▶ [Data to process]
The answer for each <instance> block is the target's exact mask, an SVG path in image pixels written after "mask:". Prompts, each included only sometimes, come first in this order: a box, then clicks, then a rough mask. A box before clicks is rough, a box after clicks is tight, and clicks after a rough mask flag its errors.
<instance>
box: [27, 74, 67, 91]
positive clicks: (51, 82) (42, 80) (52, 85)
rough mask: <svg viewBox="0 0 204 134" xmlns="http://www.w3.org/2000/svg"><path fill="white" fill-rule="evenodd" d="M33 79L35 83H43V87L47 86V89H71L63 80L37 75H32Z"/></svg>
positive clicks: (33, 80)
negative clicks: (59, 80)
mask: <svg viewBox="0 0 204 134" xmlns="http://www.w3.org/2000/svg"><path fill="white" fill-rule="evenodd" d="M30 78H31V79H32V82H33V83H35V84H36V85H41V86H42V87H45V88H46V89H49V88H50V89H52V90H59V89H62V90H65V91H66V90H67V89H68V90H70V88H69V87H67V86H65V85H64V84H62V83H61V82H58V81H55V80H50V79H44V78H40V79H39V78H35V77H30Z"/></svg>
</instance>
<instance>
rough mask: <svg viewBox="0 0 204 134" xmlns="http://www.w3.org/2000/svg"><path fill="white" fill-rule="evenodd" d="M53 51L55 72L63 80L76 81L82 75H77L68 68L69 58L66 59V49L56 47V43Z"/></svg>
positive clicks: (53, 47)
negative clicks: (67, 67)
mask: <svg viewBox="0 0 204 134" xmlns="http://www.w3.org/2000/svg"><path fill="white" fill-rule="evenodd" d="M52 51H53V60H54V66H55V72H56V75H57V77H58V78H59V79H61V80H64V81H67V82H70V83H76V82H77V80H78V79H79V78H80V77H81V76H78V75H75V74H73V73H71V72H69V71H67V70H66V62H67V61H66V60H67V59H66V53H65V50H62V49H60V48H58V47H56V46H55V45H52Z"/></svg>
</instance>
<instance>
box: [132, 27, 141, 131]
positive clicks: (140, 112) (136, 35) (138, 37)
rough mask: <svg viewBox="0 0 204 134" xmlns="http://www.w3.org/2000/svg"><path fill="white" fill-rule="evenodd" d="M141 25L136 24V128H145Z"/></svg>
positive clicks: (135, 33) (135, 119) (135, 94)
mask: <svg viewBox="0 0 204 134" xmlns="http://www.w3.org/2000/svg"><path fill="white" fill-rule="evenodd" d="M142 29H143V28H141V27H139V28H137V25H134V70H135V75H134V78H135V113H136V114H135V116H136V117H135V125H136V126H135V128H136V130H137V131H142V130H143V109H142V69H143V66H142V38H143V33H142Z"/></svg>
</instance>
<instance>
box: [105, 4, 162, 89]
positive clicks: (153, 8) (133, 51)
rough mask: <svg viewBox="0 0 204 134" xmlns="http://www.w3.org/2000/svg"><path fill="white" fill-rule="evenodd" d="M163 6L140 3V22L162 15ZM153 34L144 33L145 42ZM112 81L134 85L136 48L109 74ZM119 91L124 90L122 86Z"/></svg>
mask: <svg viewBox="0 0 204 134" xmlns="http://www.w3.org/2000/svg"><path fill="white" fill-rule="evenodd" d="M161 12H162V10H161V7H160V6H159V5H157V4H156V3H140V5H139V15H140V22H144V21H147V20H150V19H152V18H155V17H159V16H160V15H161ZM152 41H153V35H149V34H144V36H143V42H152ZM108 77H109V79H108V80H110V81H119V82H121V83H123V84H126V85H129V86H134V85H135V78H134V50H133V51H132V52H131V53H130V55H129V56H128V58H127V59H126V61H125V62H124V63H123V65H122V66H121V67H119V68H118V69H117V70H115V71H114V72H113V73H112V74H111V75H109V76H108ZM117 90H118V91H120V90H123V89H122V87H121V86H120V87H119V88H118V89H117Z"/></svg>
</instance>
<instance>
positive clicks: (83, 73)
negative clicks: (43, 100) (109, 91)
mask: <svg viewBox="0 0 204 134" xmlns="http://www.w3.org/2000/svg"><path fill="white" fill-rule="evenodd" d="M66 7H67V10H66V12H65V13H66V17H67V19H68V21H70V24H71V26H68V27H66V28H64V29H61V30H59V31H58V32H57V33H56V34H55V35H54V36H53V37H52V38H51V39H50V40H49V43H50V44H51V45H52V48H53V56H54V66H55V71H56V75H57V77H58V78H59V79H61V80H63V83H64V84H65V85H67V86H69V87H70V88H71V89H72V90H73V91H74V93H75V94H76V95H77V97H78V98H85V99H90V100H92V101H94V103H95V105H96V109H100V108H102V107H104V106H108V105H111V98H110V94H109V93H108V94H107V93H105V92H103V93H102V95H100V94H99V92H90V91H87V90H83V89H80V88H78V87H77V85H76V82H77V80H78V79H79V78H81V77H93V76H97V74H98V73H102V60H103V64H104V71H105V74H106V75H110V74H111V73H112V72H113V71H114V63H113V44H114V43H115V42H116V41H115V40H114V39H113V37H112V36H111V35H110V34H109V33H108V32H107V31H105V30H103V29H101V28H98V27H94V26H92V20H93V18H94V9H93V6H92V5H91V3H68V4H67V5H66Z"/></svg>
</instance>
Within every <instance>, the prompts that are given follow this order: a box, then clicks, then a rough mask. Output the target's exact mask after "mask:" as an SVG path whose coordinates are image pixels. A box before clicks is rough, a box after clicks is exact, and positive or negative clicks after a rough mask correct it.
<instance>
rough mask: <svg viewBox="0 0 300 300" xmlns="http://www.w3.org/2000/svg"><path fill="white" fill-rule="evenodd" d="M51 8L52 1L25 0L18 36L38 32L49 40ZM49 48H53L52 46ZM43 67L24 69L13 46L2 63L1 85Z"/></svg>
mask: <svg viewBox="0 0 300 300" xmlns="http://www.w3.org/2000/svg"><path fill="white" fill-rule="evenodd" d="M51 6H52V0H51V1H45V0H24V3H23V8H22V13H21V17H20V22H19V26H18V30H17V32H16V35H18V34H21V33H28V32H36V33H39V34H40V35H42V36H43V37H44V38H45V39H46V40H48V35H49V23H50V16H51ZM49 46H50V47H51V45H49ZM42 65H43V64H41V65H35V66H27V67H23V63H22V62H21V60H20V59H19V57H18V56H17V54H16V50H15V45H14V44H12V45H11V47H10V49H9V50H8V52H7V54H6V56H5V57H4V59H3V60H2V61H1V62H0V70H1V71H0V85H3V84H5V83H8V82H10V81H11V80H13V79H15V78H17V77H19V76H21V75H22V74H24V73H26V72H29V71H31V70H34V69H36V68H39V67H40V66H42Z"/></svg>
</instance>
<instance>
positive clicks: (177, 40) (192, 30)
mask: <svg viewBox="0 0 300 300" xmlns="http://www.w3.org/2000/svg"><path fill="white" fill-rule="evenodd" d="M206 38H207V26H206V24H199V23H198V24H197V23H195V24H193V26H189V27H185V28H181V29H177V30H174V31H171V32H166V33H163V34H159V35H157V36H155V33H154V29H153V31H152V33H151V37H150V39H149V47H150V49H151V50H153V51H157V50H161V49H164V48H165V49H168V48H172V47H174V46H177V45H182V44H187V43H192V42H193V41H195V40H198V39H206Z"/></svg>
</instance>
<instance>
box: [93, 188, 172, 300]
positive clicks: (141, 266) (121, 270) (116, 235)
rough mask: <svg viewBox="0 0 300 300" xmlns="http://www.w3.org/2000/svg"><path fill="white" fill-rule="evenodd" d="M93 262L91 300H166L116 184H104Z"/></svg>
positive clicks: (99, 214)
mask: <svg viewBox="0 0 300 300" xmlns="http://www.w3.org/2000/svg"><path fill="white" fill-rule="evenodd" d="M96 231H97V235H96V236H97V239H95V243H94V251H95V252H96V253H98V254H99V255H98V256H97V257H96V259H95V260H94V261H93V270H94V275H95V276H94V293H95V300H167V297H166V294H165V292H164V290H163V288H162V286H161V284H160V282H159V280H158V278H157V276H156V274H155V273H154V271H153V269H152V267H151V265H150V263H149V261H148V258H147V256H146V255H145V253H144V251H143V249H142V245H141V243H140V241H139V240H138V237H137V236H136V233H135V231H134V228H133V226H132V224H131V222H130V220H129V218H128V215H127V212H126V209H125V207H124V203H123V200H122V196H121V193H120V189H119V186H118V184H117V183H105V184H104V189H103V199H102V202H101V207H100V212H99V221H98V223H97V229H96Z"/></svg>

▶ [Problem description]
Pick out each line in the listing above that contains the word "negative", and copy those lines in full.

▶ [Solution]
negative clicks: (59, 80)
negative clicks: (67, 67)
negative clicks: (43, 100) (109, 91)
Within every <instance>, the prompts that are given follow this order: a box, then clicks, then a rough mask. Output the target's exact mask after "mask:" as an SVG path whose coordinates are image pixels. A box before clicks is rough, a box after clicks is exact, and positive or negative clicks after a rough mask correct it.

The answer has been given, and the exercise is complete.